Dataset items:
○ ○ ○
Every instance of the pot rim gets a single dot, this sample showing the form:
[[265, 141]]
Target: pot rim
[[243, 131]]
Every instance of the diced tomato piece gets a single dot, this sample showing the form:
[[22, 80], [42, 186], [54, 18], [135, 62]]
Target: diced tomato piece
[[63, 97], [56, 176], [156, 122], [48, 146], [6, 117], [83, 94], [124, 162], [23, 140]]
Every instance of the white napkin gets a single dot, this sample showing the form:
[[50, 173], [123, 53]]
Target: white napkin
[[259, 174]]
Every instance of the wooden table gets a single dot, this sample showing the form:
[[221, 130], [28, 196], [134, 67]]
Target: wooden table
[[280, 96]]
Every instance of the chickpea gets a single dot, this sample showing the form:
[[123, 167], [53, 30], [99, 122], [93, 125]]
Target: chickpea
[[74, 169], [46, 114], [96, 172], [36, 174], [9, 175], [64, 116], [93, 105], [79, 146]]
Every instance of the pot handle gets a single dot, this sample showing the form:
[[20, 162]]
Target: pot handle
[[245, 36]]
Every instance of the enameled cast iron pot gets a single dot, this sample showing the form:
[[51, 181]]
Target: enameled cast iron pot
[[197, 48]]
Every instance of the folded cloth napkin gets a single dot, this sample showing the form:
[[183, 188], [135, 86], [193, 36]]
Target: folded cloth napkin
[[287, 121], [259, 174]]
○ ○ ○
■ WORK TO COMPLETE:
Can you write out all of the data above line for line, with nothing changed?

■ SOLVED PROBLEM:
Every instance of the pot rim gets a single dot, this sample showing the form:
[[265, 141]]
Target: pot rim
[[243, 131]]
Every instance of the diced tomato piece gets a single dot, this sample showing the form:
[[22, 80], [42, 186], [54, 18], [135, 62]]
Target: diced tomato piece
[[63, 97], [56, 176], [156, 122], [48, 146], [6, 117], [83, 94], [124, 162], [23, 140]]
Every instance of the white napkin gets a single dot, this sample showing the form:
[[50, 173], [123, 53]]
Target: white napkin
[[259, 174]]
Every instance of the wooden table gets a single dot, this sample showing the form:
[[221, 130], [28, 196], [134, 67]]
Target: wooden table
[[280, 96]]
Every instance of the chickpea gets a single dot, this sample showing the form:
[[123, 167], [53, 30], [99, 122], [93, 125]]
Target: chickpea
[[74, 169], [46, 114], [96, 172], [36, 174], [9, 175], [64, 116], [93, 105], [79, 146]]
Every instance of the pot handle gets a single dot, this sample showing the form:
[[20, 162]]
Target: pot handle
[[245, 36]]
Every instance of the enameled cast iron pot gets a single dot, this sample showing the form:
[[51, 181]]
Target: enameled cast iron pot
[[197, 48]]
Every instance of the folded cloth napkin gets a single dot, this sample showing the form:
[[183, 188], [135, 86], [193, 36]]
Target: folded cloth napkin
[[287, 121], [259, 174]]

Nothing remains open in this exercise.